» **Task directions**
Return every line in the entries below that contains the word "hand". Upper and lower case must match.

» **Data for this task**
⁂
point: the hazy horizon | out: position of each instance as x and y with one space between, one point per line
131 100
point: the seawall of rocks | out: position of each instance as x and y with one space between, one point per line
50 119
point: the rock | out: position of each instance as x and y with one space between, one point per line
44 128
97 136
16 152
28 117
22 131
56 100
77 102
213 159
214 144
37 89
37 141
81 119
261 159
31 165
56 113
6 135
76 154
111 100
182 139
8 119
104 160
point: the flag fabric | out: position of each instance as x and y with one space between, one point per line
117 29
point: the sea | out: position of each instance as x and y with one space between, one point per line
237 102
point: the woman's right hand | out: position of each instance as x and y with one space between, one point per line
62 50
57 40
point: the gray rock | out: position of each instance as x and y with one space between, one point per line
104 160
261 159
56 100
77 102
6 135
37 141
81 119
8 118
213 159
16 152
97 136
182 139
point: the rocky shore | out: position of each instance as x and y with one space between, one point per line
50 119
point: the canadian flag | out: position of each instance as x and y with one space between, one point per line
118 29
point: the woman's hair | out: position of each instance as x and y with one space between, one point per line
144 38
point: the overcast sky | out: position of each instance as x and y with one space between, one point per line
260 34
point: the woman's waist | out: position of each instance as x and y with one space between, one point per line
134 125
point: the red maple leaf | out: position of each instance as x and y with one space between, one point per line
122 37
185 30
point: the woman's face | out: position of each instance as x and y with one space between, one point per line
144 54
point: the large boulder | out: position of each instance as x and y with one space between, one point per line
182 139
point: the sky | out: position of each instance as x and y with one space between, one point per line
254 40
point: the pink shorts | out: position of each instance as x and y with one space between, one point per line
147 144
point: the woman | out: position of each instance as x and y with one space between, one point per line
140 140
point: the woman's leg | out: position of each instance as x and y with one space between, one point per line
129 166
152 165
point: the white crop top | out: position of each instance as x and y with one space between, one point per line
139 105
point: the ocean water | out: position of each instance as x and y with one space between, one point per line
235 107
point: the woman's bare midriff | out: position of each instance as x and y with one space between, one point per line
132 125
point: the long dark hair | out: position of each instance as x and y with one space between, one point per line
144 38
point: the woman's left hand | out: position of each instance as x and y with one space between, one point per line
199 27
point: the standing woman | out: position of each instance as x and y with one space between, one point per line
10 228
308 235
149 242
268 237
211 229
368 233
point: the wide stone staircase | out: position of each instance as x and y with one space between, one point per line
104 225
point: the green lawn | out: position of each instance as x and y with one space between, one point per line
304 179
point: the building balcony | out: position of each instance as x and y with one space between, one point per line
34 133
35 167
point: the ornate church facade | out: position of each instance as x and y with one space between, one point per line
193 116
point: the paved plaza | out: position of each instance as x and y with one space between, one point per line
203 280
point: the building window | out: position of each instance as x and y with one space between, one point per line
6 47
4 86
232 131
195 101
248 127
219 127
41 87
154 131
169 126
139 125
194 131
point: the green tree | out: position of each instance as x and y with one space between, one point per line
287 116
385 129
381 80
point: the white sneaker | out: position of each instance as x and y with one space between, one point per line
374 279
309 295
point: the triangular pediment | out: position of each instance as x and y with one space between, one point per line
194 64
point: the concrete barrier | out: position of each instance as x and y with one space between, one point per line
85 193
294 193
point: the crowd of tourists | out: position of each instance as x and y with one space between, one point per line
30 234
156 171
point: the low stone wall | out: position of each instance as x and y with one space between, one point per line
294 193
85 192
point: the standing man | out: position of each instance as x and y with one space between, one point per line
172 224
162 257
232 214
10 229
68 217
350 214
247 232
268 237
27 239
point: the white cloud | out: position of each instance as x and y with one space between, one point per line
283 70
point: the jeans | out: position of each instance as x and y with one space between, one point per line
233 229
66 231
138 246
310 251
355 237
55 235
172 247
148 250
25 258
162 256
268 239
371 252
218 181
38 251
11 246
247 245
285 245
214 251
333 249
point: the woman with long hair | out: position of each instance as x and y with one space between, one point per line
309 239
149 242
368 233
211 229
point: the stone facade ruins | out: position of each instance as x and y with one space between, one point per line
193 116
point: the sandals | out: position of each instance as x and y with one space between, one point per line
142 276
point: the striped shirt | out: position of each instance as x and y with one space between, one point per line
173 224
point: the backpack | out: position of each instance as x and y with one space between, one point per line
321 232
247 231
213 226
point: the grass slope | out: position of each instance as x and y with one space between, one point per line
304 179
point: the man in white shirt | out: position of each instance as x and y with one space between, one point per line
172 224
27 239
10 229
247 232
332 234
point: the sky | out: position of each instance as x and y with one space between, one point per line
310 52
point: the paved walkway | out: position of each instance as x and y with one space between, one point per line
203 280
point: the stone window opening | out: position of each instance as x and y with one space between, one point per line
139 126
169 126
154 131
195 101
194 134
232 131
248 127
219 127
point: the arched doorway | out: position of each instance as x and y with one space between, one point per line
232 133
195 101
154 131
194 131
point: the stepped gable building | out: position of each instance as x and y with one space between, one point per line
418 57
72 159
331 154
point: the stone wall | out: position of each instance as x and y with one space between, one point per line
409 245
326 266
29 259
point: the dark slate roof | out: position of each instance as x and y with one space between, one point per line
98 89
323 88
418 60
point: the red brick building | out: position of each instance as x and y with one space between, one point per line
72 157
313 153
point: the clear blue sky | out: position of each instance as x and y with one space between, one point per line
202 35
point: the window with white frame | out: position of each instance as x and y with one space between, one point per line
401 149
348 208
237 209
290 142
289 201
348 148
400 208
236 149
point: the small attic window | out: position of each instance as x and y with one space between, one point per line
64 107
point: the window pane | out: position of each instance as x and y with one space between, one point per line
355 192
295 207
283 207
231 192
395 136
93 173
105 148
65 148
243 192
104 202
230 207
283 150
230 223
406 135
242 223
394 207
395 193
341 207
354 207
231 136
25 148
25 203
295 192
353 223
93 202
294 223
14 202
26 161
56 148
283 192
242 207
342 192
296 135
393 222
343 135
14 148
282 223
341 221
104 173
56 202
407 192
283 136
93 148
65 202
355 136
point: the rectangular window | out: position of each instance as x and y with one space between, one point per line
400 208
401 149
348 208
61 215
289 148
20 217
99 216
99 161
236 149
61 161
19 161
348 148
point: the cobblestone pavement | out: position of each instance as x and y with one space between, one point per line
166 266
⁂
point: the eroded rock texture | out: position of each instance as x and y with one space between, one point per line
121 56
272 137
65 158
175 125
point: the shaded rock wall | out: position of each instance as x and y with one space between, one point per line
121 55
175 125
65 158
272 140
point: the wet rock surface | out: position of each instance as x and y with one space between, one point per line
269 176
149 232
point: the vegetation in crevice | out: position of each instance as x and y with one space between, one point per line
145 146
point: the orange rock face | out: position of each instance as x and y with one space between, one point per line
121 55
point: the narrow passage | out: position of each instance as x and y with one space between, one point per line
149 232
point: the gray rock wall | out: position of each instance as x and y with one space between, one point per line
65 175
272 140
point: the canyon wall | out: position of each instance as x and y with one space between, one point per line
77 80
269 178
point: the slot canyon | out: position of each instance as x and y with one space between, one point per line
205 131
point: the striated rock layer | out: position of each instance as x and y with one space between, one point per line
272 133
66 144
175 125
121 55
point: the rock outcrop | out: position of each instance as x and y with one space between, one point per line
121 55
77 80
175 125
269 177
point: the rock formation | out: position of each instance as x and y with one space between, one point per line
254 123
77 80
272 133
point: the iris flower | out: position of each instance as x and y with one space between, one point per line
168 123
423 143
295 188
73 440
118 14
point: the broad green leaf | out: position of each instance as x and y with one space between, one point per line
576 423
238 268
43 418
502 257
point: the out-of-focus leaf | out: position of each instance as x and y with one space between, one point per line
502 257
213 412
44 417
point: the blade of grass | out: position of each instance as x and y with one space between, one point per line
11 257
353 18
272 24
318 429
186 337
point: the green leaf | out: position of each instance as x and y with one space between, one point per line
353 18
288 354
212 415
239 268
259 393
⁂
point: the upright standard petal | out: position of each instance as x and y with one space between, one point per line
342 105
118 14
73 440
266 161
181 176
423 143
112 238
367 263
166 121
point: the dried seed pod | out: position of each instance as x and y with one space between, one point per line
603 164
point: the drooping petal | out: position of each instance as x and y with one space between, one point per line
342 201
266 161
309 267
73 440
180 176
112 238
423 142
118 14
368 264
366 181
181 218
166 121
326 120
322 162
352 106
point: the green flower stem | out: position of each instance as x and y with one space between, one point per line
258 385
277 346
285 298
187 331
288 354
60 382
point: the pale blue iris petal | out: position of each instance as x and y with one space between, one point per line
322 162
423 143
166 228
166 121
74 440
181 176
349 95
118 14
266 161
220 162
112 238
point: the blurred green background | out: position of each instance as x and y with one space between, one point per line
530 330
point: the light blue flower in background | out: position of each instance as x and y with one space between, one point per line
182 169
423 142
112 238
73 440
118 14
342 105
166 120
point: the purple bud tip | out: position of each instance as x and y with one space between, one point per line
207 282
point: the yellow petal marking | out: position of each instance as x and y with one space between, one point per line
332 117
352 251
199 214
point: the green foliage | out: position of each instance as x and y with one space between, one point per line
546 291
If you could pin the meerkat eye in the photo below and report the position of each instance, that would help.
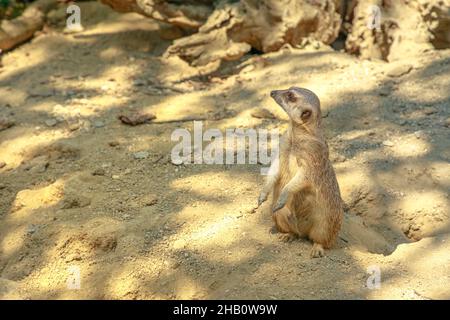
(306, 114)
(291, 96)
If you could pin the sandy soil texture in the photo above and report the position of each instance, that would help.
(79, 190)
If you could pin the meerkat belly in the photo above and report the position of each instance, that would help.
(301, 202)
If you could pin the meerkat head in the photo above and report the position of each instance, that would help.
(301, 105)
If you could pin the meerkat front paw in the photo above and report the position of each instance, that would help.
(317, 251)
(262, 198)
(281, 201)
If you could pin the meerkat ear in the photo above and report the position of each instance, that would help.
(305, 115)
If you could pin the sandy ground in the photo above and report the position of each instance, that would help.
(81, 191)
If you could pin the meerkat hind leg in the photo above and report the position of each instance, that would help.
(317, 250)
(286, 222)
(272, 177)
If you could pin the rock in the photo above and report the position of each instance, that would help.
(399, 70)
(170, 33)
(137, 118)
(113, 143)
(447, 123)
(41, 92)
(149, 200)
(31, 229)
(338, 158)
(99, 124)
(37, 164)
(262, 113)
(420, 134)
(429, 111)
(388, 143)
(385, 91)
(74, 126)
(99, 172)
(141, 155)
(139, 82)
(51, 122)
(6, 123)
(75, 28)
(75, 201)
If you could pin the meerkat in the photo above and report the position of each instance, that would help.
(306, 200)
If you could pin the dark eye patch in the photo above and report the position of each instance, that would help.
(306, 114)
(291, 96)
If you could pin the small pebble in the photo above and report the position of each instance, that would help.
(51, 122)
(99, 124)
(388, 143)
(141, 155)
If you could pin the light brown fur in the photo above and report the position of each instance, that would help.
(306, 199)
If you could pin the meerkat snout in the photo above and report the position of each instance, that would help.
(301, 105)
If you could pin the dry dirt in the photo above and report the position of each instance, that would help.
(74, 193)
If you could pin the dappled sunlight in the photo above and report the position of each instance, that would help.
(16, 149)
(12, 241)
⁂
» **Written reply**
point: the woman's right hand | out: position of each instance as x and y with one space between, one point per line
point: the woman's left hand | out: position of each instance as x and y with one space between, one point per line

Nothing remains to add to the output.